● **EXERCISE DESCRIPTION**
Go through the listing and write out all of it exactly.

* * * * *

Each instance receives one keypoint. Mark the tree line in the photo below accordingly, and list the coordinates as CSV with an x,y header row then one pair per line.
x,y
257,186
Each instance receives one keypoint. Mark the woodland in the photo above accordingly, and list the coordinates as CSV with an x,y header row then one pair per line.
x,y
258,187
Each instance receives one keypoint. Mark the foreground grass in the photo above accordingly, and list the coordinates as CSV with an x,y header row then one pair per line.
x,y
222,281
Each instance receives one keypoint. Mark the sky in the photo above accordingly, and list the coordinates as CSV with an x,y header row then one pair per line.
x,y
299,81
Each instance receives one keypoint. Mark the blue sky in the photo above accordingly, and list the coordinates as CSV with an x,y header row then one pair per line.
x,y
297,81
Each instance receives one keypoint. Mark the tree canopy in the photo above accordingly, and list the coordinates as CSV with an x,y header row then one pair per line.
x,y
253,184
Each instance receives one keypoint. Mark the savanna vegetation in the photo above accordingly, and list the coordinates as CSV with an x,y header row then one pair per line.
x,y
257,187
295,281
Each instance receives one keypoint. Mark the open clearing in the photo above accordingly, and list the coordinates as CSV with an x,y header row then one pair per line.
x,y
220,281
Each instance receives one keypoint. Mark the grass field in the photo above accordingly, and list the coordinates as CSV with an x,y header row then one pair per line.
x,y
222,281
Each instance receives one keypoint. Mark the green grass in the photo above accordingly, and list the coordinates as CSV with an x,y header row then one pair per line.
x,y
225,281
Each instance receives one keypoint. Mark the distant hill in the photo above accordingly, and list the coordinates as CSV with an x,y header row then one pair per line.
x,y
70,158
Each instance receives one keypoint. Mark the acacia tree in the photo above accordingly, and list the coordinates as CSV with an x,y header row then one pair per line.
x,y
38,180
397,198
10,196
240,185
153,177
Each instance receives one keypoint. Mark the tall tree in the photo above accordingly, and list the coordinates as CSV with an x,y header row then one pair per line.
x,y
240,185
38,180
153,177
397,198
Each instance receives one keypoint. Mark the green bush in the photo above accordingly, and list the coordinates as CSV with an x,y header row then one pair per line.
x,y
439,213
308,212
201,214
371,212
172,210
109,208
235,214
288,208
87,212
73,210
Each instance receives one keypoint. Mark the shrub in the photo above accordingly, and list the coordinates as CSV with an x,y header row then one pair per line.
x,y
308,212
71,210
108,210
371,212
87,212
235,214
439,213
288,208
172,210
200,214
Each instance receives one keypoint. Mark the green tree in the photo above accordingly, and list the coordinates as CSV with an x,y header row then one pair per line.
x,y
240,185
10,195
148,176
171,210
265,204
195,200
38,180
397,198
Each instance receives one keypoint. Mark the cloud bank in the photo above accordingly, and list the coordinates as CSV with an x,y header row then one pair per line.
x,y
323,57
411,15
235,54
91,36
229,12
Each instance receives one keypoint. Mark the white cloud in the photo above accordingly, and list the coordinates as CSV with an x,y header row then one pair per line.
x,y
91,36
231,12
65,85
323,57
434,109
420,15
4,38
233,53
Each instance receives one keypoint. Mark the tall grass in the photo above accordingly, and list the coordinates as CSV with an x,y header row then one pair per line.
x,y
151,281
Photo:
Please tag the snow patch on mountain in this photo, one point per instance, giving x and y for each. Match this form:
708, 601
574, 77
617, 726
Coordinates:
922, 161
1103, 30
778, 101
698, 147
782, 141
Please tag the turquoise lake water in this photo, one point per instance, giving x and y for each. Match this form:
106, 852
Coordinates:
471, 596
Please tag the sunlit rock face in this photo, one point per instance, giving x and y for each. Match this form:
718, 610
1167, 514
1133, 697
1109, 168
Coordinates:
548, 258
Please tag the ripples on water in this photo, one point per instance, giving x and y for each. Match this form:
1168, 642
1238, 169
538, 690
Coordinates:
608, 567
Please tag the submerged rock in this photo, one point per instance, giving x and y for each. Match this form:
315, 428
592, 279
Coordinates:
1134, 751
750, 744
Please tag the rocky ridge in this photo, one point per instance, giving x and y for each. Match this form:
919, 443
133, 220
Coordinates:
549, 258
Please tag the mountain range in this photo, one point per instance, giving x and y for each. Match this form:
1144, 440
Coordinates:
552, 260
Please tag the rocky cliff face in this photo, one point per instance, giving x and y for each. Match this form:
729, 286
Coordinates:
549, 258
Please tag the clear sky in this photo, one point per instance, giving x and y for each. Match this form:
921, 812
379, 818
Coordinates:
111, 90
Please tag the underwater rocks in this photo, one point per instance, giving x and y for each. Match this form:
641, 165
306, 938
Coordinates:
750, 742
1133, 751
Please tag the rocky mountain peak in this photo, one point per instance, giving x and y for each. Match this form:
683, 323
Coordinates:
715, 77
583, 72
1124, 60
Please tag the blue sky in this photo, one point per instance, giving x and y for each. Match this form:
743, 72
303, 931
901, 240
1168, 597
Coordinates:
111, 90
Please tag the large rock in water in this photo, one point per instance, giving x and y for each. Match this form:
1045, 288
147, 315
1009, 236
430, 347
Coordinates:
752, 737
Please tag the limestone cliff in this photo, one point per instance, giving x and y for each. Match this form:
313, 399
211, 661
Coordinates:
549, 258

* * * * *

● **EXERCISE RESULT**
Each instance receives one keypoint. Mark the tree line in the photo below accordingly, and list the coordinates as CSV with an x,y header row then one pair per line.
x,y
257,186
Each instance receives one keypoint. Mark the woodland in the photo above accordingly, and list the coordinates as CSV with an x,y header row then one pair per line.
x,y
258,187
Each instance receives one keypoint. Mark the foreground grass in the photo above accordingly, and list the coordinates as CSV with an x,y header row then one pair per line.
x,y
222,281
Each instance receives one keypoint. Mark the sky in the photo above accordingly, and list the coordinates as CSV with an x,y header row then one pair per line.
x,y
299,81
Each instance receives one keypoint. Mark the blue sky in the photo above accordingly, and list the coordinates as CSV with an x,y header row then one pair per line.
x,y
297,81
Each instance receives one keypoint. Mark the tree canopy in the photo above accordingly, and list the coordinates as CSV with an x,y header row then one pair per line.
x,y
253,184
Each instance receives one keypoint. Mark the savanna vegetation in the photo above accordingly, and list the coordinates as CSV with an x,y header row then one pair per line.
x,y
257,187
295,281
Each instance receives one keypoint. Mark the open clearing in the photo above accordingly, and list the coordinates as CSV with an x,y header row then one pair per line.
x,y
220,281
Each instance receives one keypoint. Mark the grass field in the photo above accordingly, and list the coordinates as CSV with an x,y header row then one pair per line.
x,y
222,281
Each instance receives one keypoint. Mark the green grass in the photo above accordingly, and list the coordinates as CSV with an x,y header row then one pair per line.
x,y
225,281
Each instance receives one keypoint. Mark the distant hill in the photo above accordingly, and list the coordinates as CSV with an x,y header row then one pair per line.
x,y
70,158
Each instance receives one keypoint. Mark the acacia tree in the photo above accordingly, and list the coordinates as CSV with an x,y header row then one pair per line.
x,y
38,180
397,198
10,196
240,185
153,177
Each instance receives one keypoint. Mark the tall tree in the photo above accordingly, and list the coordinates as CSV with an x,y header row then one pair per line.
x,y
240,185
38,180
153,177
397,198
Each instance receives one keypoint. Mark the green bush in the photo above accordingly, and list the coordinates as CSV with an x,y header row then one pair per line.
x,y
439,213
308,212
201,214
371,212
172,210
109,208
235,214
288,208
87,212
73,210
Each instance receives one keypoint. Mark the shrub in the photo above accordingly, and list the coordinates as CSV with an x,y header row then one pair per line.
x,y
308,212
71,210
108,210
371,212
87,212
235,214
439,213
288,208
172,210
200,214
Each instance receives one keypoint. Mark the green tree in the photo above accordingly, and list the coordinates as CSV with an x,y header row then one pair per line.
x,y
240,185
10,195
148,176
171,210
265,204
195,200
38,180
397,198
Each instance receives one keypoint. Mark the cloud bank in the photo above accordingly, and list the coordinates as CSV with an x,y header row then one pair per line.
x,y
323,57
411,15
235,54
91,36
229,12
Each instance receives one keypoint. Mark the white cloud in the photo above accordingly, and list the coordinates as CSV with an x,y header row then one pair per line.
x,y
91,36
231,12
65,85
323,57
434,109
420,15
4,38
233,53
Each instance receives one keypoint. Mark the tall grass in the photo above accordingly, and list the coordinates as CSV with an x,y header row then one pair per line.
x,y
151,281
Photo:
Please tag the snow patch on mountain in this photo, one point per instance, giving x and y for each. Match this form:
708, 601
574, 77
617, 726
Coordinates:
922, 161
1103, 30
778, 101
698, 147
782, 141
Please tag the turquoise lake water in this photo, one point per instance, giving x and y for each. Match this form:
106, 852
Coordinates:
471, 596
Please tag the sunlit rock face in this photo, one point per instance, giving x and y for each. Match this form:
718, 610
1167, 514
1133, 697
1109, 168
Coordinates:
548, 258
Please tag the ripples on water in this photo, one point per instance, giving x and y for each. Match this form:
1168, 642
1238, 169
538, 690
Coordinates:
608, 567
Please tag the submerged rock in this photo, one point per instance, giving x and y for each. Match this form:
315, 428
592, 279
Coordinates:
1134, 751
750, 744
Please tag the rocky ridge in this photo, one point per instance, giving x and y for each. Match this form:
919, 443
133, 220
Coordinates:
549, 258
Please tag the mountain range in this photo, one point per instance, giving x and y for each. Match this form:
1144, 440
Coordinates:
552, 260
Please tag the rocky cliff face in this photo, one point per instance, giving x and y for each. Match this form:
729, 286
Coordinates:
549, 258
Please tag the clear sky in this photo, one point per instance, giving x and y for each. Match this form:
921, 812
379, 818
Coordinates:
111, 90
Please tag the underwater rocks in this photo, one point per instance, giving x and y for each. Match this form:
641, 165
306, 938
Coordinates:
750, 742
1133, 751
Please tag the rocky mountain peak in this photo, one point per instance, giving x and y for each. Match this form:
683, 323
Coordinates:
715, 77
583, 72
1124, 60
Please tag the blue sky in this photo, one point per instance, giving x and y for each. Match this form:
743, 72
303, 931
901, 240
1168, 597
Coordinates:
111, 90
Please tag the large rock in water in this photo, one point per instance, giving x and y for each. Match this form:
1045, 288
147, 315
1009, 236
430, 347
Coordinates:
752, 737
Please tag the limestone cliff in this photo, one point per instance, giving x and y for each. Match this form:
313, 399
211, 661
Coordinates:
549, 258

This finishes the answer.